"""
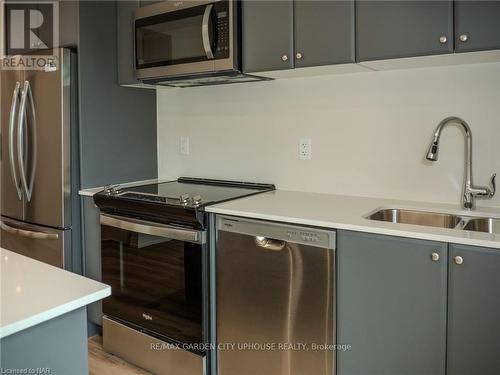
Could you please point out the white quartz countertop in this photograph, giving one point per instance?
(33, 292)
(348, 213)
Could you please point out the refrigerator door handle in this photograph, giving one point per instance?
(28, 233)
(12, 119)
(27, 95)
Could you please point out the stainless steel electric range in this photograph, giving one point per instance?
(154, 252)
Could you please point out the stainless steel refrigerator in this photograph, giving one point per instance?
(39, 163)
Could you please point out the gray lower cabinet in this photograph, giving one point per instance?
(267, 35)
(323, 32)
(392, 29)
(391, 305)
(477, 25)
(474, 311)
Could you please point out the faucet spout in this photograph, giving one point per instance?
(469, 190)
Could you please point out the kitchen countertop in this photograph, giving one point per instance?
(348, 212)
(33, 292)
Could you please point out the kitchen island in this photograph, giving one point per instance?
(43, 320)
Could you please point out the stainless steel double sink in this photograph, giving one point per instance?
(436, 219)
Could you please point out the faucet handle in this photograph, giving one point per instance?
(493, 186)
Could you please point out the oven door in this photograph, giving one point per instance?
(179, 38)
(156, 275)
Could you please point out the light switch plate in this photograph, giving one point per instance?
(184, 145)
(305, 149)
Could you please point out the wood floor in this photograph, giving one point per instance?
(102, 363)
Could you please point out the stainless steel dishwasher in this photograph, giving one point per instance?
(275, 298)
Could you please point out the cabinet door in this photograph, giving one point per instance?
(391, 29)
(267, 35)
(125, 41)
(474, 311)
(391, 305)
(477, 25)
(324, 32)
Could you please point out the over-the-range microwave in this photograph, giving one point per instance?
(189, 43)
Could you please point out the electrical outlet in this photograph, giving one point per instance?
(184, 145)
(305, 149)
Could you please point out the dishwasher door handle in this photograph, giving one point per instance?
(270, 243)
(28, 233)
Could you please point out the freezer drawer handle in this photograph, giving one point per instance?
(12, 118)
(28, 233)
(145, 227)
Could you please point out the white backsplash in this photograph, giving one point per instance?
(369, 132)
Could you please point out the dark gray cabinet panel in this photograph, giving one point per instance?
(474, 311)
(391, 29)
(323, 32)
(125, 41)
(477, 25)
(267, 35)
(117, 124)
(391, 305)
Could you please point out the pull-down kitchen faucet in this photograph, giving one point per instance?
(469, 190)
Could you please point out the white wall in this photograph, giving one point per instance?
(369, 131)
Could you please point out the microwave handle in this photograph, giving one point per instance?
(204, 31)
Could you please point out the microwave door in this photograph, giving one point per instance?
(178, 42)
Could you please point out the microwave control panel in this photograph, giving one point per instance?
(222, 34)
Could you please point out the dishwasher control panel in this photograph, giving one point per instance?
(278, 231)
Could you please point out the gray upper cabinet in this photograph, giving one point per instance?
(323, 32)
(292, 34)
(391, 305)
(267, 35)
(125, 41)
(392, 29)
(474, 311)
(477, 25)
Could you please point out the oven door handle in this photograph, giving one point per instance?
(154, 229)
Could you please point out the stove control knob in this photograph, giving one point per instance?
(197, 200)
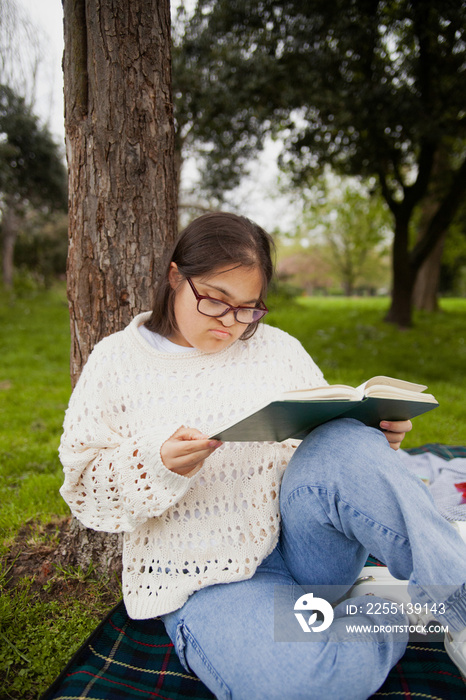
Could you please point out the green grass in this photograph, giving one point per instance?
(351, 343)
(34, 392)
(346, 337)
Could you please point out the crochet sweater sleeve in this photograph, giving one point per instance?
(114, 481)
"""
-- PROBLEM DETAILS --
Could you write out, word for word, the lines above starting at the one that contains "Could you please point out the microwave control" and ending at the final line, with the pictures left out?

-- RESULT FOR THIS TASK --
Could you please point out the microwave control panel in this photograph, giving one point per instance?
(222, 34)
Could you please point out the dishwasher control panel in this photograph, giving one point per instance?
(278, 231)
Could you please point out the gray upper cabinet in this photograph, giving one point per instance?
(323, 32)
(292, 34)
(391, 305)
(267, 35)
(125, 41)
(392, 29)
(474, 311)
(477, 25)
Could you please point out the oven door handle in this photograph, giving one point per instance?
(154, 229)
Could you please point out the stove control knob in this photograph, giving one point per instance?
(197, 200)
Could you please point out the green grass in this photograph, giving one point per instance?
(351, 343)
(34, 392)
(346, 337)
Could you please point out the crochet sweater sleeve in this photograph, giving one point per instance?
(114, 481)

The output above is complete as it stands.